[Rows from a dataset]
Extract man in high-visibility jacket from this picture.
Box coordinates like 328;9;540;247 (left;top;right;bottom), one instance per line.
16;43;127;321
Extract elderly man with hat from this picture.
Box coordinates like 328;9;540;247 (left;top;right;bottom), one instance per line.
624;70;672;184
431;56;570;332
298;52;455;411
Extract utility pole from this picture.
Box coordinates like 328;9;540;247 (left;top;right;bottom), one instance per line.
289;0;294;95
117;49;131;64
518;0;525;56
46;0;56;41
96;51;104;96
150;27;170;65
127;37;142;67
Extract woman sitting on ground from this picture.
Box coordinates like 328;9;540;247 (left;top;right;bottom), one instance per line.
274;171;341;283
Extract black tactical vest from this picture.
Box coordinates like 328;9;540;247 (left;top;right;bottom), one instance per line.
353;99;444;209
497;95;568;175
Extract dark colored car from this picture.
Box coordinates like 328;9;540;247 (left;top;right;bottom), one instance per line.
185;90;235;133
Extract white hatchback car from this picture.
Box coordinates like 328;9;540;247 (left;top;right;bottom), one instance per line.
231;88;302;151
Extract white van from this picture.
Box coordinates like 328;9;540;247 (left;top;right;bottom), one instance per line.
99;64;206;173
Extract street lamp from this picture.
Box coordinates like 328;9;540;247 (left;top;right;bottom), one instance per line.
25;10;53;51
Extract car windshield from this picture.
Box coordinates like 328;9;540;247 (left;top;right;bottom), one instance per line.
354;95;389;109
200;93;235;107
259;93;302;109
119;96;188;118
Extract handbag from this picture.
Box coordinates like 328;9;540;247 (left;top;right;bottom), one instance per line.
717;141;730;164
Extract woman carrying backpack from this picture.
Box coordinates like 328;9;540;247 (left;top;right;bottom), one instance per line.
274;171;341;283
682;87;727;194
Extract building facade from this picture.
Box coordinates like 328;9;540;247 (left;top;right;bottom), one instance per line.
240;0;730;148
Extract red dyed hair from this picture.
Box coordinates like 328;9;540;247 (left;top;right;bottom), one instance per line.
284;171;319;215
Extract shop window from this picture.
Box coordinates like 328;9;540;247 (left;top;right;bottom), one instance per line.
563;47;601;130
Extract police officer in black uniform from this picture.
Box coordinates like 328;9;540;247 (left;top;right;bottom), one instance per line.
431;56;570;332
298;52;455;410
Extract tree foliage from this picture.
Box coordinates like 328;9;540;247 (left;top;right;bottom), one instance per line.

WHAT TO DO:
Update the records by changing each "one instance per line" to "one box per line", keeping every other part of every line the same.

WRITTEN SOLUTION:
Extract man in high-visibility jacket from this picture.
Box coordinates like 328;9;540;247 (left;top;right;bottom), one box per line.
16;43;127;321
Extract elderly man with hat from this picture.
Box coordinates like 328;9;540;247 (left;top;right;bottom), one box per line.
624;70;672;184
431;56;570;332
298;52;455;411
Extract utility pole from this picture.
Box coordinates like 328;9;540;247 (left;top;right;bottom), one box per line.
289;0;294;95
117;49;131;64
518;0;525;56
46;0;56;41
96;51;104;96
150;27;170;65
127;37;142;67
Extract woman sitting on ground from this picture.
Box coordinates like 328;9;540;247 (left;top;right;bottom), one box per line.
274;171;341;283
Extract black tactical vest from this picture.
Box coordinates like 328;9;540;247 (left;top;right;bottom), one box per line.
353;99;444;209
497;95;568;175
Extract dark colored car from this picture.
Box coordinates like 328;9;540;247 (left;top;right;bottom), one box per line.
185;90;235;133
Extract white hatchback car from this picture.
Box coordinates like 328;9;540;247 (left;top;right;bottom), one box per line.
231;88;302;151
Extract white van from this picture.
Box coordinates like 328;9;540;247 (left;top;right;bottom), one box per line.
99;64;206;173
Extract street lamp from this picture.
Box coordinates like 328;9;540;247 (left;top;right;bottom), one box per line.
25;10;53;51
Extract car windshield from this picture.
Box coordinates like 328;9;540;247 (left;top;right;bottom), one box per line.
354;95;389;109
200;93;235;107
259;93;302;109
119;96;188;118
Extract handbag from this picture.
Box coordinates like 328;9;540;247 (left;top;right;bottom), one box per line.
717;141;730;164
Extract woman carrying backpack from this picture.
Box coordinates like 328;9;540;247 (left;top;right;bottom), one box per line.
274;171;341;283
682;87;727;194
Extract building facade from this picture.
Box coordinates like 328;9;540;247 (left;top;right;bottom), one box per line.
240;0;730;148
Extract red dyed hair from this picture.
Box coordinates like 328;9;540;247 (left;top;right;bottom), one box per line.
284;171;319;215
Extract shop window from this picture.
Box coordinates like 328;9;540;247 (left;top;right;bottom), one box per line.
563;47;601;130
Extract police officer in black uniform from this picture.
Box coordinates like 328;9;540;247 (left;top;right;bottom), one box per line.
431;56;570;332
298;52;455;410
Extract tree foliage from this picture.
Box coordinates like 328;9;540;247 (left;top;right;bottom), one box per line.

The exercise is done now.